[[ Provided entries open ]]
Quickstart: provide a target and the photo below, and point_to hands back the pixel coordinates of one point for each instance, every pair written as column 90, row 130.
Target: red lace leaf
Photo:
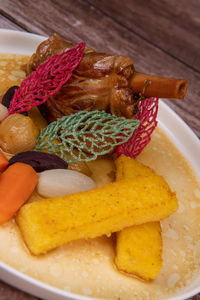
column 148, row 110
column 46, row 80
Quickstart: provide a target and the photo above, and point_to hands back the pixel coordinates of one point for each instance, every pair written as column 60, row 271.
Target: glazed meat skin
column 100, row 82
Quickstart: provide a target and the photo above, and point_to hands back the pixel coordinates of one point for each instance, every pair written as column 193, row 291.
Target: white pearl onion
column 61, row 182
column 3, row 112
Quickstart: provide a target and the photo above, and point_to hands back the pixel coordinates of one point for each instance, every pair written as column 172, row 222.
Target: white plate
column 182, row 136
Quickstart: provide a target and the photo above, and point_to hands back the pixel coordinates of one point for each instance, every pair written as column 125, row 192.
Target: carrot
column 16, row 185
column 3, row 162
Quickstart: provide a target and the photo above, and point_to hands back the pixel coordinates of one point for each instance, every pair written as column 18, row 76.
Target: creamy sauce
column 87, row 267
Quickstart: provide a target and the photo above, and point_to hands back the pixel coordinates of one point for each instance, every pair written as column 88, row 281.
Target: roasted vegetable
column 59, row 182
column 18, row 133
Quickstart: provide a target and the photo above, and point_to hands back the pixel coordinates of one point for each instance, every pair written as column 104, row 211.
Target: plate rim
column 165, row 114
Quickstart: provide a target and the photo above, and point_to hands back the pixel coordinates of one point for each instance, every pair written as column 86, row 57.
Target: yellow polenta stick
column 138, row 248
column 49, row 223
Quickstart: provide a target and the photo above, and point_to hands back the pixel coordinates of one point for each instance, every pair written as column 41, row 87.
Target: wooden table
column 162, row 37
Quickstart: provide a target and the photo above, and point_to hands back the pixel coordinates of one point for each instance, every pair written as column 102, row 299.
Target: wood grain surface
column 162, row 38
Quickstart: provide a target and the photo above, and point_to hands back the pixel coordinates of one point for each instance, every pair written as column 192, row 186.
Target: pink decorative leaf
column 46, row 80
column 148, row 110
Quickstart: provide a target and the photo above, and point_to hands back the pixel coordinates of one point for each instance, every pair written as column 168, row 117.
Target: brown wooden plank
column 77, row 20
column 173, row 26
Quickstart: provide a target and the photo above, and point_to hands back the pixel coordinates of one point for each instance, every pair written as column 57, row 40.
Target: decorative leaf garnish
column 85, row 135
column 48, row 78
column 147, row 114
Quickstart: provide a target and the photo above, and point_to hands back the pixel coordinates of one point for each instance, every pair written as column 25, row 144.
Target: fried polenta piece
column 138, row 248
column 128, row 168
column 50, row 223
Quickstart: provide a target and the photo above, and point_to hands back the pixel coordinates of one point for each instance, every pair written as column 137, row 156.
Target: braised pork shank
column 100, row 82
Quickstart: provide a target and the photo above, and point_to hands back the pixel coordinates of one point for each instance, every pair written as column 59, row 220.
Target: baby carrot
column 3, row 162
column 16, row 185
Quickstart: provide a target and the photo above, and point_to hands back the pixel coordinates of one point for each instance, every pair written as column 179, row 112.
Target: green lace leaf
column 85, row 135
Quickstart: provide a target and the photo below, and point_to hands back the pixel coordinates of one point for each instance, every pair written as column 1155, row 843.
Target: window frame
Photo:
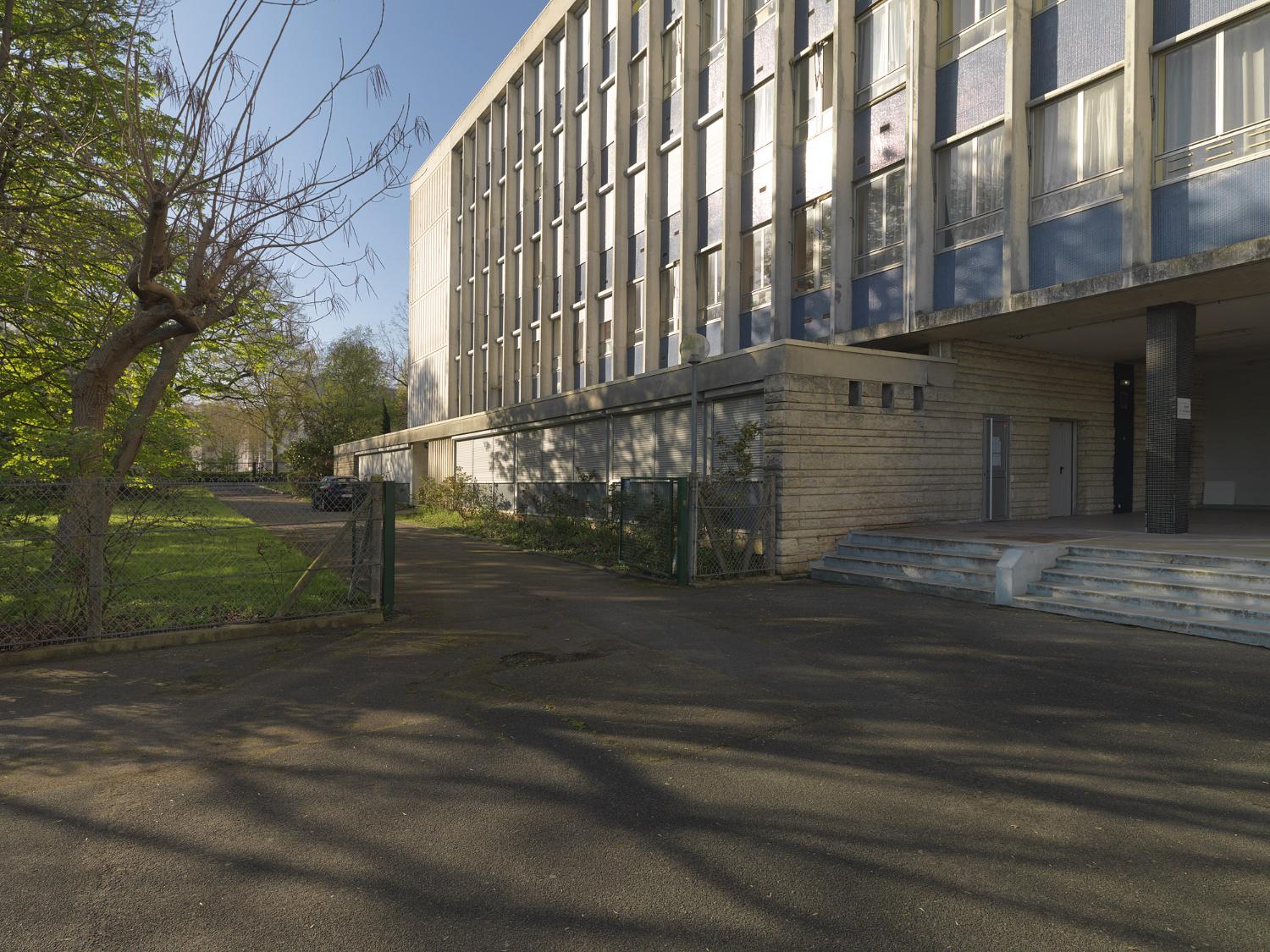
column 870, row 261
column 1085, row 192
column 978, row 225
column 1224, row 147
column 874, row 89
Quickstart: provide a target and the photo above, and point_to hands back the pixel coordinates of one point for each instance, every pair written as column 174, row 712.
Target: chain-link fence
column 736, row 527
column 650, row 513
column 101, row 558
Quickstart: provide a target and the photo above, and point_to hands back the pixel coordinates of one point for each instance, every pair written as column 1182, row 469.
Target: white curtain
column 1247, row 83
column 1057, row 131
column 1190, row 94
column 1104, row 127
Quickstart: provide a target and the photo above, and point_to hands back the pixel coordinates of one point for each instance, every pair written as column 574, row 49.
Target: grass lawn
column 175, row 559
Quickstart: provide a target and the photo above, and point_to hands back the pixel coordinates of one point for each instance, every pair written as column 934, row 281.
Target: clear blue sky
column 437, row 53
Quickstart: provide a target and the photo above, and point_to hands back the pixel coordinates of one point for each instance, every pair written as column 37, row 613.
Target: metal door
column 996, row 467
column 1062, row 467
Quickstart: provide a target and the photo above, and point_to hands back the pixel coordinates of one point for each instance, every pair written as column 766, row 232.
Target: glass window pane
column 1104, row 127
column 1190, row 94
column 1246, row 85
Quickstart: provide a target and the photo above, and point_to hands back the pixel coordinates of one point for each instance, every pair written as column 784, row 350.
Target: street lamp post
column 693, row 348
[[ Provided entries closed ]]
## Your objective
Look through the entries above, and wherever a line holds the word "below", copy it.

## Solution for this problem
Quickstart: provide a target and the photo below, and point_to hands back the pixel coordinates of one point for each instance, every pair written as column 90, row 130.
Quickstart: provide a target and the photo below, and point_to hands back the pixel coordinates of one point for each instance, every pair written as column 1155, row 843.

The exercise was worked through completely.